> [Problems to solve]
a - Please update the search engine article by giving the part that opens with the words containing "By Russ McMahon" and closes with "Internet search engine." again, with "Internet robots" changed to "Web crawlers".
b - Continue the search engine article from its last sentence.

Be Newsletters - Volume 3: 1998

Issue 3-49, December 9, 1998

Be Engineering Insights: Creating an Internet Search Engine

By Russ McMahon

The most rewarding thing for me as a contributor to the Be Developer Newsletter is the chance to explore applications and technologies that aren't on any schedule or project master plan. It's an opportunity to write code just for the fun of it, and share the knowledge and experience with others. One long-time interest of mine is Internet search engines and Internet robots. I thought it would be cool to scan the Web to retrieve particular items and then process the returns using my own rules and conditions. I know there are services out there to do just that, but I wanted something that I could control, so for this article I built a simple Internet search engine.

I'd like to thank Benoît Schillings for his article Be Engineering Insights: Mining The Net... (Part 1 of N). In it, Benoît lays out a "site_getter" class and goes into detail about the Internet search process. I also want to thank James Clark for his awesome SGML parser - normalizer NSGMLS. These tools are definitely worth checking out.

Currently, most people use large scale search engines such as Lycos, Yahoo, Alta Vista, and others. These have huge databases that hold Web links and other information that users can access. Robots—also called spiders—roam the Web and feed the local databases, trying to keep an up to date representation of the Web. I wanted to call my project "the embryonic beginnings of a Web 'bot," but I can't, because as you'll see below, my sample engine is really a meta-search engine.

> [Provided material]

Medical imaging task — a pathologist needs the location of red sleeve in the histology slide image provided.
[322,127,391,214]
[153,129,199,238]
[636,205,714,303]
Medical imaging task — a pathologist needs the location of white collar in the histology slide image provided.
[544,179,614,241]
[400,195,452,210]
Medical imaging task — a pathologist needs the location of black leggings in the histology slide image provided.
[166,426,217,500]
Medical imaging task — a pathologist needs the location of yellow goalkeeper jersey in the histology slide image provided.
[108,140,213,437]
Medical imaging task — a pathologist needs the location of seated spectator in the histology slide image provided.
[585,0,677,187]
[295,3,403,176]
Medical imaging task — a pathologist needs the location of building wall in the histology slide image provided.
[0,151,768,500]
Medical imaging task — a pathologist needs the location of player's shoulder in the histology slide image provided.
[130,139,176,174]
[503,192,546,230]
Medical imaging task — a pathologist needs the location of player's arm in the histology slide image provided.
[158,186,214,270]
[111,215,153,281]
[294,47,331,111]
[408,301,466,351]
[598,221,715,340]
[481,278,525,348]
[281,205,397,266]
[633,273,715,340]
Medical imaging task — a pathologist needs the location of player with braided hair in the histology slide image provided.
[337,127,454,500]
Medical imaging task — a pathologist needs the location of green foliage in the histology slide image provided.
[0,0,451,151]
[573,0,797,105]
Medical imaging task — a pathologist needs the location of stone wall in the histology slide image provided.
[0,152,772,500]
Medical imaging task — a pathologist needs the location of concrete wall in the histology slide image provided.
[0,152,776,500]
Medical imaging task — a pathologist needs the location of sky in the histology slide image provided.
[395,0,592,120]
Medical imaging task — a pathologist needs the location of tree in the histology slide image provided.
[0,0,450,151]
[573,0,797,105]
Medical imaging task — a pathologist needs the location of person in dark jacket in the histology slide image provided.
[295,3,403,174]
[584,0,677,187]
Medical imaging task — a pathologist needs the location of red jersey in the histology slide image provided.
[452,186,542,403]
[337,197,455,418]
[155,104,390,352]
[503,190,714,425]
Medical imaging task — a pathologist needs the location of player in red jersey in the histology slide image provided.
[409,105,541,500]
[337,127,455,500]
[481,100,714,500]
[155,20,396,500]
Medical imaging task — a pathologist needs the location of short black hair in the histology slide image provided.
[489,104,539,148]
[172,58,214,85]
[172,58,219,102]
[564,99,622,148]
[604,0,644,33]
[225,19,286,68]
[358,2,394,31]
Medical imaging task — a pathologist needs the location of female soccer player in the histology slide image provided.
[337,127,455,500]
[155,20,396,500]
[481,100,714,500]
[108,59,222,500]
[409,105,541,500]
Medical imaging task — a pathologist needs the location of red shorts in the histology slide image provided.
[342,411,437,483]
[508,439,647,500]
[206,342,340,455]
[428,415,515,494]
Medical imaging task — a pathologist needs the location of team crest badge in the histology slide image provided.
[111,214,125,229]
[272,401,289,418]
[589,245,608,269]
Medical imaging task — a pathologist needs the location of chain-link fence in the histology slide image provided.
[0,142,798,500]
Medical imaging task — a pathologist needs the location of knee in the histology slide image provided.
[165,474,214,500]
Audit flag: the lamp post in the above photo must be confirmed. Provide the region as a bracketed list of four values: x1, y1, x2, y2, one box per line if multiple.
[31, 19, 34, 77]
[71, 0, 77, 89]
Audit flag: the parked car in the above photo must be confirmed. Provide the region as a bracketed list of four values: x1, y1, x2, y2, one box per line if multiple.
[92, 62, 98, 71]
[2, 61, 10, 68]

> [Task-by-task results]
a -
By Russ McMahon

The most rewarding thing for me as a contributor to the Be Developer Newsletter is the chance to explore applications and technologies that aren't on any schedule or project master plan. It's an opportunity to write code just for the fun of it, and share the knowledge and experience with others. One long-time interest of mine is Internet search engines and Web crawlers. I thought it would be cool to scan the Web to retrieve particular items and then process the returns using my own rules and conditions. I know there are services out there to do just that, but I wanted something that I could control, so for this article I built a simple Internet search engine.

b -
Meta-search engines query primary search engines (like those named above) in order to gather query results. They maintain no local database of their own and often do pre- and post-processing on the query and returned results. A good example of a meta-search engine is MetaCrawler http://www.metacrawler.com/; it can span multiple search engines and claims to provide users with a more consistent interface. Another popular meta-search engine is Sherlock http://www.apple.com/sherlock/;. Sherlock ships with Mac OS 8.5, and replaces the system Find application as a generalized search program. In addition to local searches, it does Web-based searches.

Both Sherlock and MetaCrawler can span multiple search engines, but unlike MetaCrawler, Sherlock processes the query results locally through configurable plug-ins. Well heck, if all a meta-search engine needs to do is contact the main search engines, and have them return the goods, that seems easy enough—so it's time to start coding.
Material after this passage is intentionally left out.